■ **Given entries**
════════
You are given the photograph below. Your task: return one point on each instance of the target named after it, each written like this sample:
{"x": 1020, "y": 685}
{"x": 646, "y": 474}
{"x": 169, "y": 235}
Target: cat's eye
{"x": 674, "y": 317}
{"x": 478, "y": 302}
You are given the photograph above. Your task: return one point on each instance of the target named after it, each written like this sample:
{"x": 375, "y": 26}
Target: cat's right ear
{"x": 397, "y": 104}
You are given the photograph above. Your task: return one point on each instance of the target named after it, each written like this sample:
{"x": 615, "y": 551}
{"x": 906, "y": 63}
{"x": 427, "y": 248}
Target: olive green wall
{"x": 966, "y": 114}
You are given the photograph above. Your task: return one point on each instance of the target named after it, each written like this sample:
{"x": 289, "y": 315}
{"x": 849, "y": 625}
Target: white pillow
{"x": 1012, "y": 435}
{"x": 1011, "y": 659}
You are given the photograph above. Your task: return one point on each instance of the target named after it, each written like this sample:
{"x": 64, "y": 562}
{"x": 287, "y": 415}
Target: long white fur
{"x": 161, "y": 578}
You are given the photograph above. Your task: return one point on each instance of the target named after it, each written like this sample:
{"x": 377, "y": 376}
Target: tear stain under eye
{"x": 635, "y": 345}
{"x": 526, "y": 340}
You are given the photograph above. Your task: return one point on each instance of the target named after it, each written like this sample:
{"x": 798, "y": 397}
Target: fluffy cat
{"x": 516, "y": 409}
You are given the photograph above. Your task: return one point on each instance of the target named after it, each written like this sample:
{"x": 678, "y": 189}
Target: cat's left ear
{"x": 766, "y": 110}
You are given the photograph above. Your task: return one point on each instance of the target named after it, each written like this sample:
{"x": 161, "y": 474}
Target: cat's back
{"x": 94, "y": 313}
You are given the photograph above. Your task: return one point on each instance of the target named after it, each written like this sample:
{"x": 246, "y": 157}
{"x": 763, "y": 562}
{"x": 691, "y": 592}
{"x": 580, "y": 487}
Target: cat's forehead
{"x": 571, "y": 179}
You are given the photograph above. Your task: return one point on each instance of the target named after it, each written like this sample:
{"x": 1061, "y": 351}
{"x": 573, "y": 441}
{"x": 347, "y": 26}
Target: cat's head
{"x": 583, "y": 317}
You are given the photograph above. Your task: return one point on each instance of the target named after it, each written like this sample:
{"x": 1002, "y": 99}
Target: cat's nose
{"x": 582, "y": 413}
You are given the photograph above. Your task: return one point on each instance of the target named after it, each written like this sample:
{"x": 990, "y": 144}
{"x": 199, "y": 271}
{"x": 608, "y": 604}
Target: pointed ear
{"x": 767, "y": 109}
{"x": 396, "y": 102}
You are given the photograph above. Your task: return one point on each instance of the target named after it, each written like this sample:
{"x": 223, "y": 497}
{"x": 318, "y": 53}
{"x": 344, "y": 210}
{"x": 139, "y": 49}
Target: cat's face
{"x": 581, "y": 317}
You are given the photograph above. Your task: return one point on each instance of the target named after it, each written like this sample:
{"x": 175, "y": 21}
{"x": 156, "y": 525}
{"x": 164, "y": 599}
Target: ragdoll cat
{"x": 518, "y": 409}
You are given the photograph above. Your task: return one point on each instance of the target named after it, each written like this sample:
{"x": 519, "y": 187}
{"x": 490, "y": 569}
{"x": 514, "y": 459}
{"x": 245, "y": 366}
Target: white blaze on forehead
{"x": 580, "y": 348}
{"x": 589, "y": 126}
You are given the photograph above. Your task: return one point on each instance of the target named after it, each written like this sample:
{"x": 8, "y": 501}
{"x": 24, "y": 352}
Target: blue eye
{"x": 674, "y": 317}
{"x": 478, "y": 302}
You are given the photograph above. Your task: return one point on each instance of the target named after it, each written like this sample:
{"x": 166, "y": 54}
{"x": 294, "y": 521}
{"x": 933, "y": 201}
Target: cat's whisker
════════
■ **The request**
Send back all of the entries exactly, with nothing missing.

■ **Output of the exercise**
You are given the photograph below. Your task: return one point on each instance of the target named after it, each written like this sample:
{"x": 1020, "y": 685}
{"x": 646, "y": 474}
{"x": 169, "y": 235}
Target: cat's eye
{"x": 674, "y": 317}
{"x": 478, "y": 302}
You are given the photograph above. Your task: return one point on each instance of the target named after it, each written like this sample:
{"x": 375, "y": 26}
Target: cat's right ear
{"x": 397, "y": 104}
You are given the photograph above. Your task: return one point on each instance of the target named after it, each written like this sample:
{"x": 615, "y": 551}
{"x": 906, "y": 63}
{"x": 427, "y": 248}
Target: olive green wall
{"x": 966, "y": 114}
You are given the photograph above. Your task: return one point on each instance of the target named after it, each written like this sample:
{"x": 289, "y": 315}
{"x": 849, "y": 625}
Target: white pillow
{"x": 1012, "y": 435}
{"x": 1011, "y": 659}
You are given the photograph above. Your task: return one point on each instance of the target named after it, each written like this sample:
{"x": 64, "y": 562}
{"x": 287, "y": 415}
Target: long white fur
{"x": 161, "y": 578}
You are given the photograph above. Your task: return one point on each instance of the target named after it, each written like this sample:
{"x": 377, "y": 376}
Target: tear stain under eye
{"x": 635, "y": 345}
{"x": 526, "y": 340}
You are given the photograph above. Your task: return one point on each instance of the target named after it, each written like this sample:
{"x": 798, "y": 397}
Target: fluffy cat
{"x": 516, "y": 409}
You are given the photograph above. Your task: return one point on each instance of the target named after it, each written like this sample:
{"x": 678, "y": 189}
Target: cat's left ear
{"x": 766, "y": 110}
You are given the photograph above. Your task: return one point on each instance of the target named after it, each written like this sample:
{"x": 161, "y": 474}
Target: cat's back
{"x": 94, "y": 313}
You are given the photograph above. Your task: return one point on each instance of the target named after it, each written like this sample:
{"x": 246, "y": 157}
{"x": 763, "y": 562}
{"x": 691, "y": 592}
{"x": 580, "y": 487}
Target: cat's forehead
{"x": 571, "y": 179}
You are given the photograph above. Your task: return one point on each instance of the target named after it, each written like this sample:
{"x": 1061, "y": 351}
{"x": 573, "y": 441}
{"x": 347, "y": 26}
Target: cat's head
{"x": 583, "y": 317}
You are given the photograph above. Your task: return one point on each instance of the target named after it, each written like this sample:
{"x": 1002, "y": 99}
Target: cat's nose
{"x": 582, "y": 413}
You are given the photograph above. Your task: return one point on each instance of the target named after it, each written like this sample:
{"x": 990, "y": 144}
{"x": 199, "y": 271}
{"x": 608, "y": 604}
Target: pointed ear
{"x": 767, "y": 109}
{"x": 396, "y": 102}
You are given the photograph above. Your task: return one point on each instance of the target named after it, each written like this sample:
{"x": 223, "y": 497}
{"x": 318, "y": 53}
{"x": 344, "y": 210}
{"x": 139, "y": 49}
Target: cat's face
{"x": 581, "y": 317}
You are given the photograph above. Your task: return one point on each instance of the target named after it, each written like this sample:
{"x": 175, "y": 21}
{"x": 156, "y": 525}
{"x": 164, "y": 599}
Target: ragdoll cat
{"x": 518, "y": 409}
You are given the photograph above. Your task: return one point on each instance of the target named after it, each written like this sample:
{"x": 519, "y": 187}
{"x": 490, "y": 569}
{"x": 514, "y": 459}
{"x": 245, "y": 366}
Target: white blaze on forehead
{"x": 580, "y": 348}
{"x": 589, "y": 126}
You are given the photograph above. Your task: return one point on each instance of the target named after it, each written like this sample:
{"x": 8, "y": 501}
{"x": 24, "y": 352}
Target: blue eye
{"x": 674, "y": 317}
{"x": 478, "y": 302}
You are given the photograph above. Your task: return one point on each instance of the target named after it, each written like this sample:
{"x": 166, "y": 54}
{"x": 294, "y": 521}
{"x": 933, "y": 201}
Target: cat's whisker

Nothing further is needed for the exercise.